Once the line containing "x=157, y=388" is found in the entries below, reproduce it and every line after it, stopping at and including the line containing "x=906, y=385"; reproduce nothing else, and keep each line exact.

++++++

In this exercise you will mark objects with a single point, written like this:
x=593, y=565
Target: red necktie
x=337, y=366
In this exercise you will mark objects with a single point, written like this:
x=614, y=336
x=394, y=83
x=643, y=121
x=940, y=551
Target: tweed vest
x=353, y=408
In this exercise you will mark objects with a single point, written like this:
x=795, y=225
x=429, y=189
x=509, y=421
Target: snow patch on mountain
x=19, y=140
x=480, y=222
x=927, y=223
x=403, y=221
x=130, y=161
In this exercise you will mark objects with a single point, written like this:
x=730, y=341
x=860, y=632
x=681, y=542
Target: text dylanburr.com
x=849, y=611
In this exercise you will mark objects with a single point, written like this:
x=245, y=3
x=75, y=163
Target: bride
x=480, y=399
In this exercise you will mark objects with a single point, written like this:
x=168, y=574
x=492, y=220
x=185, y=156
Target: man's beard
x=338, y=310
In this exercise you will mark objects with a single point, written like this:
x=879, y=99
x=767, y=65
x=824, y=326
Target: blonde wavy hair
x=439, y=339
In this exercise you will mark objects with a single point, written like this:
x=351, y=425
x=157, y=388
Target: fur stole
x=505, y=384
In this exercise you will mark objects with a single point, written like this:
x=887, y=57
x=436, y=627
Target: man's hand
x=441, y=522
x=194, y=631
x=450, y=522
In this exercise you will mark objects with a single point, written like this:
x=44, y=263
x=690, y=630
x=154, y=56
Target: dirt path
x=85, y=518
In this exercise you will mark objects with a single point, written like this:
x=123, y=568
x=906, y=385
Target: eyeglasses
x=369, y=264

++++++

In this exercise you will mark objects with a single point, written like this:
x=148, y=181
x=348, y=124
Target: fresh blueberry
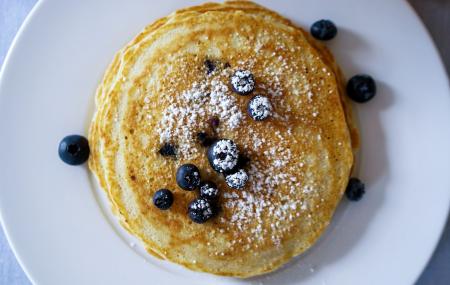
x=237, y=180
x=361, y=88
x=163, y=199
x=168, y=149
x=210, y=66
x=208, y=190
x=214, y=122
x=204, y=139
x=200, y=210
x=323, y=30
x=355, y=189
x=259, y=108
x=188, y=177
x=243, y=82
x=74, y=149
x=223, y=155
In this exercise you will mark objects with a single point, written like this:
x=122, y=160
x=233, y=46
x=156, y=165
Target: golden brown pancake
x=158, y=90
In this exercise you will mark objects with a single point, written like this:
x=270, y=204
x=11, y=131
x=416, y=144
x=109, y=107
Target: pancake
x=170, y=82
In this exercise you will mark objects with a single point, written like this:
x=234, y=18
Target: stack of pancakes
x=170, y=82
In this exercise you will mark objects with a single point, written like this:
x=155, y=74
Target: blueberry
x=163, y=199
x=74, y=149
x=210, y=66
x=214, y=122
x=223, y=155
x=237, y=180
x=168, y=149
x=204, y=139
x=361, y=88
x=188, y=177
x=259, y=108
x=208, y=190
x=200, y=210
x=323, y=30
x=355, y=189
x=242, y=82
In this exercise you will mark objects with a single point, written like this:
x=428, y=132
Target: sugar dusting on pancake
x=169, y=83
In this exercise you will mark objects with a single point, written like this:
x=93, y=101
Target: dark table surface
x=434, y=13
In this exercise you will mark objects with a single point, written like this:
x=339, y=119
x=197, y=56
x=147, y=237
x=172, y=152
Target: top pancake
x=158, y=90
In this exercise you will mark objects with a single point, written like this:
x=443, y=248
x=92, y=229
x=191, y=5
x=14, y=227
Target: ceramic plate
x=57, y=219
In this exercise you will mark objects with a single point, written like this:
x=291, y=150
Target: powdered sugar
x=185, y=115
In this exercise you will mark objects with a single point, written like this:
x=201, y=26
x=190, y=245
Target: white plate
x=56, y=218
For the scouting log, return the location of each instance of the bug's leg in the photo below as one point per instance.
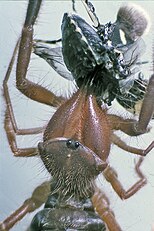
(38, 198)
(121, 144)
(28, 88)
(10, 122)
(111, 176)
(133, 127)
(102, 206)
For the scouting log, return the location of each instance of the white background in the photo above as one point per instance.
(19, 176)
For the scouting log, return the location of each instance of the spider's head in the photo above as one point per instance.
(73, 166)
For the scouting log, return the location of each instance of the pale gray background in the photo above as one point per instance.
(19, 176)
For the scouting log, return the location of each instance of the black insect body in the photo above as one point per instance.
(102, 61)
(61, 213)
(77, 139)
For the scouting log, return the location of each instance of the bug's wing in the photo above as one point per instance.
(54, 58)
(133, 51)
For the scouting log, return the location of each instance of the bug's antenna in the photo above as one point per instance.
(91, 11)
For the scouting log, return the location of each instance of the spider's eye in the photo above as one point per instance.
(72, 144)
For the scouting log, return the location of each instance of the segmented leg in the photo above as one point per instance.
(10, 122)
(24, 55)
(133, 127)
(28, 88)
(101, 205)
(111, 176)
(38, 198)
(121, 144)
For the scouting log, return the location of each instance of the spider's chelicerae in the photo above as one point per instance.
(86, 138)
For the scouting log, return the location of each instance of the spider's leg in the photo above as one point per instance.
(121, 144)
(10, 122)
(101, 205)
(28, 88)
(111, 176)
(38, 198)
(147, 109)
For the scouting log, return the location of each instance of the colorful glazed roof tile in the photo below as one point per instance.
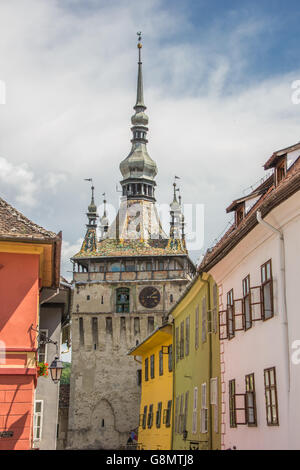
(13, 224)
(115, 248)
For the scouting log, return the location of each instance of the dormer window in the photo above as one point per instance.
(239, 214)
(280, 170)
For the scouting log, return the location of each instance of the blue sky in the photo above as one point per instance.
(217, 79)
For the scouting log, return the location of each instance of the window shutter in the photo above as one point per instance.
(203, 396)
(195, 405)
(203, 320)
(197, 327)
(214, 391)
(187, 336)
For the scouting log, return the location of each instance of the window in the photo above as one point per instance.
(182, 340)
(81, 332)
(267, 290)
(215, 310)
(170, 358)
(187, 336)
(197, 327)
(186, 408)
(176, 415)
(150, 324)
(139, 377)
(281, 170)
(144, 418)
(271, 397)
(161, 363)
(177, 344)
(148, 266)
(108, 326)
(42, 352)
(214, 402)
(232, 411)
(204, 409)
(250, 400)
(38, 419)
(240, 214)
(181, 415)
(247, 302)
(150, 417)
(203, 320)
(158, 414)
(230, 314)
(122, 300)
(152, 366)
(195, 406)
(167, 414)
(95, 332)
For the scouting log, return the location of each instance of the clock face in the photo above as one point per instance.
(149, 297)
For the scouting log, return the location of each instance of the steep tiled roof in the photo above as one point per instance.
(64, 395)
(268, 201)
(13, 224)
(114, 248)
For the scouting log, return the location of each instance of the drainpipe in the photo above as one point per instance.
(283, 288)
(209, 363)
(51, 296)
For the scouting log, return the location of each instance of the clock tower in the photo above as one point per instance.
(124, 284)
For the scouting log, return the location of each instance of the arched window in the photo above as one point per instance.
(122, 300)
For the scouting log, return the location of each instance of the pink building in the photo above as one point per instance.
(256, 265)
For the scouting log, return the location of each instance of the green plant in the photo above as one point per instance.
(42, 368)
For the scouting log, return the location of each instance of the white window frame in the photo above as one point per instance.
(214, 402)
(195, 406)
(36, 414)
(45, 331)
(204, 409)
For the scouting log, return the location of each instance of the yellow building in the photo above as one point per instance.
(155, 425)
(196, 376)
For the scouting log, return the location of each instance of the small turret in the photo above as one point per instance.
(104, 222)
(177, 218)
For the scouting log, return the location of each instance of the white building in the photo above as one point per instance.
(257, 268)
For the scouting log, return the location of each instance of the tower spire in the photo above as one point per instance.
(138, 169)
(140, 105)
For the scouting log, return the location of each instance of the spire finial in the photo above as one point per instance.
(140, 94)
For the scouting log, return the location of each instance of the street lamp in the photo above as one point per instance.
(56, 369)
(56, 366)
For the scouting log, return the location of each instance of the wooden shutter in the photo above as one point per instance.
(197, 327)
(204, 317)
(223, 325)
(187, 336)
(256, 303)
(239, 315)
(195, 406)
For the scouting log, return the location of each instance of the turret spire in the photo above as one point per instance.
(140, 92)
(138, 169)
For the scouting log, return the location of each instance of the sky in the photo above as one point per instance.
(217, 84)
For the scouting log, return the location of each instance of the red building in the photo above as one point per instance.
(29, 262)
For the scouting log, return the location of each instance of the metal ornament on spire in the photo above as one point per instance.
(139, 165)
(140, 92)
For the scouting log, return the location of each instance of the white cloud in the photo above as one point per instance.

++++++

> **ANSWER FOR THIS EXERCISE**
x=157, y=388
Target: fur stole
x=505, y=384
In this exercise you will mark objects with a single point, written like this:
x=887, y=57
x=436, y=627
Target: man's hand
x=441, y=522
x=194, y=631
x=450, y=522
In this exercise you will mark objects with a single point, written like this:
x=44, y=263
x=690, y=630
x=154, y=56
Target: dirt path
x=85, y=518
In this exercise you will mark objects with a single point, written like this:
x=123, y=568
x=906, y=385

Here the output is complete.